AIM OF THE TASK>
Nothing in the records below should be altered in the copy, although the pictures must be left out.

Stored dataset items
┌────────
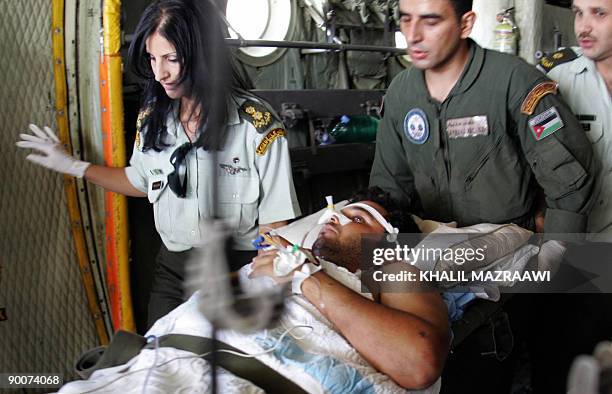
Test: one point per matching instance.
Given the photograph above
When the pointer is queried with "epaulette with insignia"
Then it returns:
(142, 116)
(269, 139)
(258, 115)
(563, 56)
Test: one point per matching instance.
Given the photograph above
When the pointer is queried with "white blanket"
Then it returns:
(321, 361)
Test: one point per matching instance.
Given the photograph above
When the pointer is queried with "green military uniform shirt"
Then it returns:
(587, 94)
(479, 155)
(254, 179)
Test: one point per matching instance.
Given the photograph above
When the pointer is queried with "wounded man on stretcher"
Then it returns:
(333, 337)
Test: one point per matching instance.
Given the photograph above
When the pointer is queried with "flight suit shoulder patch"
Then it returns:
(566, 55)
(142, 116)
(262, 148)
(257, 114)
(535, 95)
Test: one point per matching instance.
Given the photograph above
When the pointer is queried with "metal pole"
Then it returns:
(313, 45)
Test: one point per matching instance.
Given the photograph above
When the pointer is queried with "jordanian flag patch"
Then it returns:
(546, 123)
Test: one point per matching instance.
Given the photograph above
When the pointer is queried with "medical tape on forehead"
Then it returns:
(376, 215)
(332, 212)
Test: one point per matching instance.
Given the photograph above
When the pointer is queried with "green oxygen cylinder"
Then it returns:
(359, 128)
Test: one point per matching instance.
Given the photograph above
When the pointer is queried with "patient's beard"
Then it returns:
(344, 254)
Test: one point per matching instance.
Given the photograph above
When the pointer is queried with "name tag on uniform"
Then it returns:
(472, 126)
(157, 185)
(585, 121)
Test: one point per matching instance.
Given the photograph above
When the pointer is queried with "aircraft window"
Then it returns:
(261, 20)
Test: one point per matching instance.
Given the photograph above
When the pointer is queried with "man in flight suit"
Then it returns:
(468, 133)
(475, 136)
(585, 78)
(584, 75)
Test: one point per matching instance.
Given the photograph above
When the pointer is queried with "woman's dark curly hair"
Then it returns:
(398, 217)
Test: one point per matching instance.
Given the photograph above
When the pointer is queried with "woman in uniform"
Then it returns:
(198, 140)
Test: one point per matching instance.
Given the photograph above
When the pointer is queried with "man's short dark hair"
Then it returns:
(398, 217)
(461, 7)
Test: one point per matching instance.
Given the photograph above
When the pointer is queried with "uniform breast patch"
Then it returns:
(536, 94)
(416, 126)
(549, 62)
(472, 126)
(268, 139)
(546, 123)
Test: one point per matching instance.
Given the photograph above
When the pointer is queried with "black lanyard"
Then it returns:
(176, 182)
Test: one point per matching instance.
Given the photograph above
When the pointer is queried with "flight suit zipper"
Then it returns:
(441, 115)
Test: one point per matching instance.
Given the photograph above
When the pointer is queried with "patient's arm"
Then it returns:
(406, 336)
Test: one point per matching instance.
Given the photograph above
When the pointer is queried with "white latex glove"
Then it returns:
(550, 256)
(55, 157)
(583, 376)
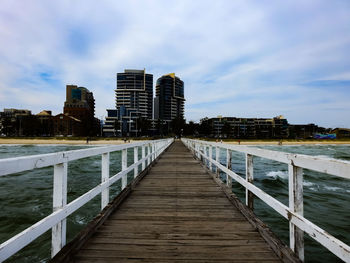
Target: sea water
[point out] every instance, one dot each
(26, 197)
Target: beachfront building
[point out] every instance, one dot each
(170, 99)
(80, 104)
(134, 101)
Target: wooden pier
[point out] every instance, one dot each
(177, 213)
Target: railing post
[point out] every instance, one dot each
(217, 159)
(249, 178)
(210, 157)
(149, 154)
(59, 201)
(136, 159)
(153, 151)
(228, 166)
(105, 178)
(143, 156)
(296, 235)
(124, 166)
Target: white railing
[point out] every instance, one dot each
(298, 224)
(61, 210)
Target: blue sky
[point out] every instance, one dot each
(237, 58)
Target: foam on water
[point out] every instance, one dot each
(280, 174)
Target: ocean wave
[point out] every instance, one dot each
(280, 174)
(308, 184)
(333, 188)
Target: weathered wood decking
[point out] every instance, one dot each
(177, 213)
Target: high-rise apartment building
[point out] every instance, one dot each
(134, 98)
(170, 99)
(80, 104)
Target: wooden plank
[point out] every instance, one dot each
(176, 214)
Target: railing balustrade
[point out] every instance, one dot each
(61, 210)
(298, 224)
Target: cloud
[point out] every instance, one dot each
(237, 58)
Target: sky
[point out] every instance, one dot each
(237, 58)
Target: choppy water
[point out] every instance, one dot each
(326, 197)
(25, 198)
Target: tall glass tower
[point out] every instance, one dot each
(170, 98)
(134, 98)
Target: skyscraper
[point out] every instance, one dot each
(80, 104)
(170, 100)
(134, 98)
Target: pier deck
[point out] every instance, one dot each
(177, 213)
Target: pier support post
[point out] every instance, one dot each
(149, 154)
(124, 166)
(296, 235)
(59, 201)
(249, 178)
(228, 166)
(143, 156)
(136, 159)
(105, 178)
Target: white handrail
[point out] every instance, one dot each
(294, 213)
(61, 210)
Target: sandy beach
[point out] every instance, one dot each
(113, 142)
(63, 141)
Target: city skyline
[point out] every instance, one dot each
(244, 59)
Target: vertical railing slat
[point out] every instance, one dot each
(143, 149)
(105, 178)
(124, 166)
(59, 201)
(210, 157)
(296, 235)
(136, 159)
(250, 179)
(217, 159)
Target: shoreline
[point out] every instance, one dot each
└────────
ANSWER SECTION>
Test: one point per matching instance.
Given the photograph above
When the pointer is queried with "epaulette with insignia"
Then it returns:
(142, 116)
(269, 139)
(258, 115)
(563, 56)
Test: one point per matching instance.
Given the photograph above
When the pointer is queried with "white blanket"
Then it returns:
(321, 361)
Test: one point per matching instance.
Given the photograph above
When the pointer is queried with "green military uniform shirt"
Then it returns:
(587, 94)
(479, 155)
(254, 179)
Test: one point per matching instance.
Given the photograph above
When the pointer is queried with "wounded man on stretcher"
Then it returns:
(333, 337)
Test: one point per matching instance.
Given the photograph above
When the pointer is queried with "flight suit shoulder patch"
Then it returns:
(566, 55)
(142, 116)
(262, 148)
(257, 114)
(535, 95)
Test: one point per matching instance.
Given the photograph above
When the pointer is queried with "metal pole"
Then it returns:
(313, 45)
Test: one point per matching instance.
Given the photograph above
When the pointer is queried with "jordanian flag patch"
Then it returns:
(546, 123)
Test: one point per matching instance.
Given the photograph above
When the pointer is queried with "medical tape on forehead"
Then it returns:
(376, 215)
(332, 212)
Test: one point per matching instance.
Given the photograph above
When the pointer is queried with "green oxygen cylinder"
Then it returns:
(359, 128)
Test: one point per matching instance.
Given the photograph above
When the pointer is queried with "patient's beard"
Then it returns:
(344, 254)
Test: one point per matching instance.
Given the photograph above
When the pointer is queried with "name tag on uniform"
Then it returns:
(472, 126)
(157, 185)
(585, 121)
Test: one point per matching instance.
Given the photograph above
When the pointer is queried with "aircraft window"
Then it returns:
(261, 20)
Test: one point per matching instance.
Given the photograph above
When the pointer is queried with "man in flight suit"
Then it returns:
(468, 133)
(475, 136)
(585, 78)
(584, 75)
Test: one point per matching instance.
Given the photograph above
When the pointer is queried with "woman's dark curly hair"
Then it returns:
(398, 217)
Test: one point per matching instance.
Given the photograph above
When the pointer is queried with "woman in uniform"
Then it returns:
(198, 140)
Test: one point per matching instance.
Given the photograph above
When the pointer is queried with "man's short dark hair"
Then it returns:
(398, 217)
(461, 7)
Test: one point per matching instance.
Given the photograph above
When the pointer is queried with "uniform breast patch"
Then it returns:
(536, 94)
(416, 126)
(549, 62)
(472, 126)
(268, 139)
(546, 123)
Test: one point per matching instance.
Given the photograph above
When the pointer is queried with "black lanyard"
Then it returns:
(176, 182)
Test: one point per matching instance.
Given the photograph above
When the pointer is queried with "flight suit zipper"
Then it returns:
(441, 115)
Test: one point per matching instance.
Given the photograph above
When the pointer is queried with "patient's arm"
Then it returns:
(406, 336)
Test: one point per matching instance.
Given the photograph above
When the pointer is queried with "white latex glove"
Then it returns:
(550, 256)
(55, 157)
(583, 376)
Target: sea water
[point out] every instance, one dot each
(26, 197)
Target: beachfront building
[point out] every instance, one dot each
(170, 99)
(80, 104)
(134, 101)
Target: wooden pier
[point out] every instance, one dot each
(177, 213)
Target: railing post
[point out] every instance, one dot each
(217, 159)
(249, 178)
(210, 157)
(149, 154)
(59, 201)
(136, 159)
(153, 151)
(228, 166)
(105, 178)
(143, 156)
(296, 235)
(124, 166)
Target: white railing
[point out] every instance, one dot each
(298, 224)
(61, 210)
Target: blue sky
[point out] every instance, one dot each
(237, 58)
Target: foam on water
[point out] every instance, one dot each
(280, 174)
Target: ocean wave
[point out] every instance, one dot each
(280, 174)
(308, 184)
(333, 188)
Target: weathered wood decking
[point out] every instance, one dot each
(177, 213)
Target: high-rise apartment building
[point out] every instance, one dot each
(134, 98)
(170, 99)
(80, 104)
Target: wooden plank
[point out] every instance, one dot each
(176, 214)
Target: railing balustrade
[point out] every instance, one dot each
(61, 210)
(298, 224)
Target: cloud
[point out] every instance, one dot each
(237, 58)
Target: sky
[point out] every instance, one dot each
(237, 58)
Target: choppy water
[point out] every instance, one dot each
(326, 197)
(25, 198)
Target: tall glass tower
[point out] every instance, one dot each
(170, 98)
(134, 98)
Target: skyscraper
[point out] every instance, one dot each
(80, 104)
(170, 100)
(134, 98)
Target: pier deck
[point out] every instance, one dot each
(177, 213)
Target: pier support post
[point out] every instance, one dot each
(149, 154)
(124, 166)
(296, 235)
(59, 201)
(249, 178)
(228, 166)
(143, 156)
(136, 159)
(105, 178)
Target: white handrail
[point out] every instance, one dot each
(294, 213)
(61, 210)
Target: sandy beach
[point out] every instance, one dot each
(113, 142)
(63, 141)
Target: city skyline
[point out] every instance, one dot each
(244, 59)
Target: vertical railing slat
[point out] every instance, one dot each
(143, 149)
(105, 178)
(124, 166)
(59, 201)
(210, 157)
(296, 235)
(136, 159)
(250, 179)
(217, 159)
Target: shoreline
[point out] every instance, one dot each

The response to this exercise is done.